— START DATA SHOWN —

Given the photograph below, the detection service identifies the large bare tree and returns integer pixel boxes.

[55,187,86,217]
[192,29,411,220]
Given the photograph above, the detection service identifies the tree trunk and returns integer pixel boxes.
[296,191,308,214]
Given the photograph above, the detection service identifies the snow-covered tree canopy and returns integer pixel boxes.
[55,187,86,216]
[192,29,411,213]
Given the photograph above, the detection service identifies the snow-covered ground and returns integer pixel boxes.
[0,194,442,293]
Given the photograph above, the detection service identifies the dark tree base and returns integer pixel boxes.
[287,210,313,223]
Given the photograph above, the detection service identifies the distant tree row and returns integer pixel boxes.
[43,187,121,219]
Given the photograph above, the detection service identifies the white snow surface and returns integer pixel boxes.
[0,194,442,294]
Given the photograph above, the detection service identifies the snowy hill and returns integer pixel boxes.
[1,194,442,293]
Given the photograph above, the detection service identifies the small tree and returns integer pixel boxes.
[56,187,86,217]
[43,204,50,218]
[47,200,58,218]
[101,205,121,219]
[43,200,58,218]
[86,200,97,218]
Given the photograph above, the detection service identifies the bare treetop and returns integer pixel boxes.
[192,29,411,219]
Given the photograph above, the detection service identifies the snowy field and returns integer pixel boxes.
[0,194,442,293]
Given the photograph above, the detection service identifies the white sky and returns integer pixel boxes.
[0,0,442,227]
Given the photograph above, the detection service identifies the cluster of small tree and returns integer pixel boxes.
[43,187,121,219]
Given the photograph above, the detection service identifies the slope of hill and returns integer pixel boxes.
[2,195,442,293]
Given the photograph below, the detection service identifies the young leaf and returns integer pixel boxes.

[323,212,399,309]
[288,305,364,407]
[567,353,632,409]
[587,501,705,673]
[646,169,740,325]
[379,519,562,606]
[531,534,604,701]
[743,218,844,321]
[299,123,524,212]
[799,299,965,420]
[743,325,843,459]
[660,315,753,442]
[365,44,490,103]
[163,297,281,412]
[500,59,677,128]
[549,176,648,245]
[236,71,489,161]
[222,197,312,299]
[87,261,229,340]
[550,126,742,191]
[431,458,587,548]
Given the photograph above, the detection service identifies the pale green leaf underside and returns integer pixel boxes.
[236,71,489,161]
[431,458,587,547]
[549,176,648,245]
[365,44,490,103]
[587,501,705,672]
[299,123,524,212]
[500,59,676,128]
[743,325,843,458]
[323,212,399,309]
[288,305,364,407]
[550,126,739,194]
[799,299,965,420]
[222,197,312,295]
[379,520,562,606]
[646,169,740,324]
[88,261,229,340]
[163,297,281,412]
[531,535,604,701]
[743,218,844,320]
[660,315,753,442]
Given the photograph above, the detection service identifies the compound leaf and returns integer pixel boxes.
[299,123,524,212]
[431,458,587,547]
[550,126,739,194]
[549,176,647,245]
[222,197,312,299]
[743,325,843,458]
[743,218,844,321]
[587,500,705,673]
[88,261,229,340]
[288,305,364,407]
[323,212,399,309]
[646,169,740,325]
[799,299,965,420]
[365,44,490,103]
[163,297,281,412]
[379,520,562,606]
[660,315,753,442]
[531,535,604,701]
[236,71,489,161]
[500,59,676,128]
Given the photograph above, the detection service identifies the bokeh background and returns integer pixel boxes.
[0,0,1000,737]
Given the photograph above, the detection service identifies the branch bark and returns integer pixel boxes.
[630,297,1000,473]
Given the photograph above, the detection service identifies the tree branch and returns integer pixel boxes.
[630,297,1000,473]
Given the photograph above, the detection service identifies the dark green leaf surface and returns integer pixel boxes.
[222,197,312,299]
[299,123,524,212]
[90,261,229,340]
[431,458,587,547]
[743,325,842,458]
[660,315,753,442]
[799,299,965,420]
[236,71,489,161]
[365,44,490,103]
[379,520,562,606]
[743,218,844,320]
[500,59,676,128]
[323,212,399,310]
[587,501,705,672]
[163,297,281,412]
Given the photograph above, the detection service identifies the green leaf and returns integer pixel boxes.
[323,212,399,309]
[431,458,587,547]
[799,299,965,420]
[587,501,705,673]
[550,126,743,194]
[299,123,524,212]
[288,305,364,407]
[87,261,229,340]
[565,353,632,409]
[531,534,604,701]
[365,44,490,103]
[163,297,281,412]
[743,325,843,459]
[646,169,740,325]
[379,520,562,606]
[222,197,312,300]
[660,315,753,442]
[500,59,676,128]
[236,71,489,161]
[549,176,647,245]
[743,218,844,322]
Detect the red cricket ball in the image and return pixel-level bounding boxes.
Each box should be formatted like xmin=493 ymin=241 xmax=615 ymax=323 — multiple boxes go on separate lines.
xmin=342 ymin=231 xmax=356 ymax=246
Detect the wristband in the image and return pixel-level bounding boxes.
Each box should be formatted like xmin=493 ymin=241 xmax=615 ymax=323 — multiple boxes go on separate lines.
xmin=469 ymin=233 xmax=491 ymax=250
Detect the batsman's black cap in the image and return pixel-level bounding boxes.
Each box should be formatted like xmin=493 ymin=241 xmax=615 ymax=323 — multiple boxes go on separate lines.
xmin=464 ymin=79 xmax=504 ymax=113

— END DATA SHOWN —

Copy out all of these lines again, swapping "detection service" for "labeling tool" everywhere and changing nothing else.

### OUTPUT OF THE EXERCISE
Given the photograph below, the labeling tool identifies the large bare tree and returns integer pixel boxes.

[55,187,86,217]
[192,29,411,220]
Given the photograph above, the labeling tool identifies the tree trunk and returns integer pixel boxes.
[296,191,308,214]
Given the photograph above, the labeling tool identifies the snow-covered tree canopy and returns integer pixel boxes.
[55,187,86,216]
[192,29,411,213]
Given the photograph above, the labeling tool identifies the snow-covered ground and returns integer pixel boxes.
[0,194,442,293]
Given the photograph above, the labeling tool identifies the dark tree base and returns integer pixel boxes.
[287,210,313,223]
Given the photograph above, the labeling tool identifies the distant tree row and returns integer pixel boxes.
[43,187,121,219]
Given the photograph above, the labeling tool identifies the white snow surface and returns integer pixel boxes.
[0,194,442,294]
Given the photograph above, the labeling tool identifies the snowy hill and returns integer pixel boxes.
[1,194,442,293]
Given the photograph above, the labeling tool identifies the small tree and returns integer pixel boxes.
[56,187,86,217]
[43,204,50,218]
[47,200,58,218]
[101,205,121,219]
[43,200,58,218]
[86,200,97,218]
Given the photograph above, the labeling tool identifies the bare treetop and returns integer pixel boxes.
[192,29,411,219]
Given the photograph above, the labeling tool identifies the snowy field and returns integer pixel boxes.
[0,194,442,293]
Given the photograph above, the labeling tool identifies the white sky and returns integer pixel boxes.
[0,0,442,227]
Given the photograph above, the labeling tool identifies the cluster of small tree and returns integer pixel boxes.
[43,187,121,219]
Given the photograph above, the labeling tool identifies the slope of hill and returns integer pixel boxes.
[2,195,442,293]
Given the photograph below, the labeling tool identifies the young leaf and returns integer pixel boxes.

[323,212,399,309]
[288,305,364,407]
[567,353,632,409]
[587,501,705,673]
[646,169,740,325]
[379,519,562,606]
[531,534,604,701]
[743,218,844,321]
[299,123,524,212]
[799,299,965,420]
[743,325,843,459]
[660,315,753,442]
[365,44,490,103]
[163,297,281,412]
[500,59,677,128]
[549,176,648,245]
[236,71,489,161]
[222,197,312,299]
[87,261,229,340]
[550,126,742,191]
[431,458,587,548]
Given the photograph above, the labeling tool identifies the pale green leaf underside and returns integer pixel boxes.
[236,71,489,161]
[431,458,587,547]
[549,176,648,245]
[365,44,490,103]
[587,501,705,672]
[299,123,524,212]
[500,59,676,128]
[743,325,843,458]
[323,212,399,309]
[288,305,364,407]
[550,126,739,194]
[799,299,965,420]
[222,197,312,295]
[379,520,562,606]
[646,169,740,324]
[88,261,229,340]
[163,297,281,412]
[531,535,604,701]
[743,218,844,320]
[660,315,753,442]
Given the photograph above, the labeling tool identifies the compound leaf and returns integer pixel boxes.
[299,123,524,212]
[431,458,587,547]
[550,126,739,194]
[549,176,647,245]
[222,197,312,299]
[743,325,843,458]
[743,218,844,321]
[587,500,705,673]
[88,261,229,340]
[288,305,364,407]
[323,212,399,309]
[646,169,740,325]
[799,299,965,420]
[365,44,490,103]
[163,297,281,412]
[379,520,562,606]
[660,315,753,442]
[531,535,604,701]
[236,71,489,161]
[500,59,676,128]
Given the photograph above, the labeling tool identifies the bokeh background and returns integer pixel boxes.
[0,0,1000,737]
Given the photograph above, the labeling tool identifies the branch bark and returns integer pixel boxes.
[630,297,1000,473]
Given the photograph above, the labeling tool identifies the tree branch and returns integer pixel boxes.
[630,297,1000,473]
Given the photograph above, the labeling tool identifies the dark green leaf surface and returns integer pixel boxes.
[222,197,312,299]
[299,123,524,212]
[90,261,229,340]
[431,458,587,547]
[743,325,842,458]
[660,315,753,442]
[799,299,965,420]
[236,71,489,161]
[365,44,490,103]
[379,520,562,606]
[743,218,844,320]
[500,59,676,128]
[323,212,399,310]
[587,501,705,672]
[163,297,281,412]
Given the photograph above, the labeling tool identifies the green leaf and returns integer pixel boxes.
[323,212,399,309]
[431,458,587,547]
[799,299,965,420]
[587,501,705,673]
[550,126,743,194]
[299,123,524,212]
[288,305,364,407]
[87,261,229,340]
[565,353,632,409]
[531,534,604,701]
[365,44,490,103]
[163,297,281,412]
[743,325,843,459]
[646,169,740,325]
[379,520,562,606]
[222,197,312,300]
[660,315,753,442]
[500,59,676,128]
[236,71,489,161]
[549,176,647,245]
[743,218,844,322]
Detect the red cricket ball in the image and return pixel-level bounding boxes.
Each box should be formatted like xmin=493 ymin=241 xmax=615 ymax=323 — multiple boxes go on separate lines.
xmin=342 ymin=231 xmax=356 ymax=246
Detect the wristband in the image and return pixel-level bounding boxes.
Each box should be formatted like xmin=493 ymin=241 xmax=615 ymax=323 — multiple boxes go on separate lines.
xmin=469 ymin=233 xmax=491 ymax=250
Detect the batsman's black cap in the image and return pixel-level bounding boxes.
Each box should be formatted like xmin=493 ymin=241 xmax=615 ymax=323 — multiple boxes go on separate lines.
xmin=464 ymin=79 xmax=504 ymax=113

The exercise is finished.